In this Jan. 29, 2009 file photo, an Early County, Ga. Sheriff's car sits parked in front of the the Peanut Corporation of America processing plant in Blakely, Ga. A federal grand jury indicted four employees of a peanut company, Wednesday, Feb. 20, 2013, linked to a 2009 salmonella outbreak that killed nine people and sickened hundreds. The indictment was unsealed in federal court in Georgia and charges four employees with Virginia-based Peanut Corp. of America. (AP Photo/Ric Feld, File)
WASHINGTON (USA TODAY) -- Four former officials of the Peanut Corporation of America were named in a 75-count indictment Thursday on charges related to salmonella-tainted peanuts and peanut products.
The charges cap an inquiry that began in 2009 after the Food and Drug Administration and Centers for Disease Control traced a national outbreak of salmonella to a PCA plant in Blakely, Ga. The plant operated as a roasting facility where PCA produced granulated peanuts, peanut butter and peanut paste, which were sold to customers around the country.

• [Information supplied]
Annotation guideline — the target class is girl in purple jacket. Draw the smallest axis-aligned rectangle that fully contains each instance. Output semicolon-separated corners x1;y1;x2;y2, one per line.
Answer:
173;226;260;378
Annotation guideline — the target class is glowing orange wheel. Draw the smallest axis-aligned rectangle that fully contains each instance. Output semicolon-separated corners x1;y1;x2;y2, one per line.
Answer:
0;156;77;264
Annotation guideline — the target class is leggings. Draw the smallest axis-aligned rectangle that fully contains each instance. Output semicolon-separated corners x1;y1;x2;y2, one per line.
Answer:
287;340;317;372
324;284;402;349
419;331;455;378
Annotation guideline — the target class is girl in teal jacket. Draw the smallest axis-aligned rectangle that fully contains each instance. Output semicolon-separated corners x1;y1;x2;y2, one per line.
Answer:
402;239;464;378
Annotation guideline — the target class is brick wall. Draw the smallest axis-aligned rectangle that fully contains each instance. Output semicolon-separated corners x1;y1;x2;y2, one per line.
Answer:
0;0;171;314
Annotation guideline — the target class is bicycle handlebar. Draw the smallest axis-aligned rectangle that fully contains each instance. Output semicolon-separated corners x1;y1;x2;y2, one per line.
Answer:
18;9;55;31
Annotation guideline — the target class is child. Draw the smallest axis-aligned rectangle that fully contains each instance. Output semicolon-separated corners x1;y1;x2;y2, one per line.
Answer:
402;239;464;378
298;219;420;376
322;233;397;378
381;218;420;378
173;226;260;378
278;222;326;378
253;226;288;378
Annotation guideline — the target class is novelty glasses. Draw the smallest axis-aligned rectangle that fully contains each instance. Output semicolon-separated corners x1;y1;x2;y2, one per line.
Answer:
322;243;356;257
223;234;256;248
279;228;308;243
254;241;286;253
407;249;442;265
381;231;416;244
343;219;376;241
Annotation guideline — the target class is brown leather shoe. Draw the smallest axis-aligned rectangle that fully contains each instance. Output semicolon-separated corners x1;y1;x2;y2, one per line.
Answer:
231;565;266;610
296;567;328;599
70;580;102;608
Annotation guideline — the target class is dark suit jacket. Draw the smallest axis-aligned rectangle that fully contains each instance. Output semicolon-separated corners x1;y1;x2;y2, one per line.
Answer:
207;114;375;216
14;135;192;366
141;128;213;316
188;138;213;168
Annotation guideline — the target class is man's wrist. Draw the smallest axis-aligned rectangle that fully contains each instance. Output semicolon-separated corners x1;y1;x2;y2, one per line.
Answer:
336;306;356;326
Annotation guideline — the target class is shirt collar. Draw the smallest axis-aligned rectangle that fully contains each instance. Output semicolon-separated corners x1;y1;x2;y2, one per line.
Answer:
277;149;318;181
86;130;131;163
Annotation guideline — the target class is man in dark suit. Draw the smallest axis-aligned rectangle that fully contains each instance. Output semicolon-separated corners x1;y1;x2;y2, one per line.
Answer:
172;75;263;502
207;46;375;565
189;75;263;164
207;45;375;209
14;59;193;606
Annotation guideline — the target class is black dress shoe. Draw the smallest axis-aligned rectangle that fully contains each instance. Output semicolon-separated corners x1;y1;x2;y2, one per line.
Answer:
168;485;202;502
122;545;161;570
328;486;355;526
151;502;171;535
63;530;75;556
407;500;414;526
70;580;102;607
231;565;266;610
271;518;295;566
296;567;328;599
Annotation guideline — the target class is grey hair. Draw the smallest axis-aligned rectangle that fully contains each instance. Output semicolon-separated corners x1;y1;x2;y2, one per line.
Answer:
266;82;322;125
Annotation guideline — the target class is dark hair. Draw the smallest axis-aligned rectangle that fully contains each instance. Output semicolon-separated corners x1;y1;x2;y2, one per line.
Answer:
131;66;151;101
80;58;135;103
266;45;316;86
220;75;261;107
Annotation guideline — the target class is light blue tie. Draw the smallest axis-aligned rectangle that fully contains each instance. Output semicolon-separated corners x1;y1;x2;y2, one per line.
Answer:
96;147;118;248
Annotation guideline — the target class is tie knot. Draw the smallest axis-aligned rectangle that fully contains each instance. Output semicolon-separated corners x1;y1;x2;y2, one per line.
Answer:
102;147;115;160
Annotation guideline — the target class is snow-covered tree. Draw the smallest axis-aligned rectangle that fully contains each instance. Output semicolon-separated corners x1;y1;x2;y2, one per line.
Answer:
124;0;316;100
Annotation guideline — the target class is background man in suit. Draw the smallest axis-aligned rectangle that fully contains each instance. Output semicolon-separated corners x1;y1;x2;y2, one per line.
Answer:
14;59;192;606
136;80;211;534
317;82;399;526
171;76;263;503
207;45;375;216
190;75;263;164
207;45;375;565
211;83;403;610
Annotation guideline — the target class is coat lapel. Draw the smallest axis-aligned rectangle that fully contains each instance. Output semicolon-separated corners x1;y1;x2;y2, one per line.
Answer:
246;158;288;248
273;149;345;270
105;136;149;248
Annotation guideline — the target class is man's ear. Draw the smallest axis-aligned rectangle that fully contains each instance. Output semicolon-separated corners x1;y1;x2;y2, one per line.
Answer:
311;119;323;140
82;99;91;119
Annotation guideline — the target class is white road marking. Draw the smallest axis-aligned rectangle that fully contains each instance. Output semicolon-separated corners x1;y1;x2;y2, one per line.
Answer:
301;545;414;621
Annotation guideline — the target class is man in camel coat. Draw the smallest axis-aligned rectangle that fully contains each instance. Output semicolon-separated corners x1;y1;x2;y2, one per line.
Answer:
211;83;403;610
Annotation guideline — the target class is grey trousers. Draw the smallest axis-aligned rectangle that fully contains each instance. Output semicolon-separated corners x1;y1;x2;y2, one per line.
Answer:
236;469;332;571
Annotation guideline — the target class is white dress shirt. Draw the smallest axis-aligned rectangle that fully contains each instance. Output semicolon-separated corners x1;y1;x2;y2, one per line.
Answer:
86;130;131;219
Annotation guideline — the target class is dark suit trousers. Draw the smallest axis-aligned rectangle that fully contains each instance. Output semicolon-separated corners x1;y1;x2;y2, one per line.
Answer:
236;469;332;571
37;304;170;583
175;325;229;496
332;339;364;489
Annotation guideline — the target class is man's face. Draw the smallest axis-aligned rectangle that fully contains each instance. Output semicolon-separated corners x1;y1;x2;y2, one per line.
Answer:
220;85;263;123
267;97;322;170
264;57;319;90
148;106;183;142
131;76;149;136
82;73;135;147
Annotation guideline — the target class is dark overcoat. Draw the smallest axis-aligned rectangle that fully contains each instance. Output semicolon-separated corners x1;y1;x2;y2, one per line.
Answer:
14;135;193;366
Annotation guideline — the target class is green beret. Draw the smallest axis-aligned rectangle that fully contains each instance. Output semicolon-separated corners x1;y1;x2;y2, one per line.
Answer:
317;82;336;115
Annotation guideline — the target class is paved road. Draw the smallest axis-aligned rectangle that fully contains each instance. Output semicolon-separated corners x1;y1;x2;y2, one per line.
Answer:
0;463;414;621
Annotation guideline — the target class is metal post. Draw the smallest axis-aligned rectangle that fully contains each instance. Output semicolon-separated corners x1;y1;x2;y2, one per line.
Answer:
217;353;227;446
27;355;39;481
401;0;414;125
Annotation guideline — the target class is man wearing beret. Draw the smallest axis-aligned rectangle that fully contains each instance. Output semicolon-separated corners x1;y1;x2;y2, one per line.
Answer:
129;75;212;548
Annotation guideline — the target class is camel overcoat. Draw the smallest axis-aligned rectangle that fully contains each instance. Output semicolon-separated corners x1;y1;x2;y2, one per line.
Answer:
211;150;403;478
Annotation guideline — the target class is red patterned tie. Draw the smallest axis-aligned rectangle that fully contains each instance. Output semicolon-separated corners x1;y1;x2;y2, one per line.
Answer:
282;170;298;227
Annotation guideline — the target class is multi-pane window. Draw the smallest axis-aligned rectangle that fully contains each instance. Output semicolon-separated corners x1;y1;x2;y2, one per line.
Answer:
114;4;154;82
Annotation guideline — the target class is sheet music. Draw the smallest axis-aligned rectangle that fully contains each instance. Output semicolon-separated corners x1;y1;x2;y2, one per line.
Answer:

• [Exercise goal] Would you quote the peanut salmonella article, starting with "WASHINGTON (USA TODAY)" and going on through "around the country."?

• [Task response]
WASHINGTON (USA TODAY) -- Four former officials of the Peanut Corporation of America were named in a 75-count indictment Thursday on charges related to salmonella-tainted peanuts and peanut products.
The charges cap an inquiry that began in 2009 after the Food and Drug Administration and Centers for Disease Control traced a national outbreak of salmonella to a PCA plant in Blakely, Ga. The plant operated as a roasting facility where PCA produced granulated peanuts, peanut butter and peanut paste, which were sold to customers around the country.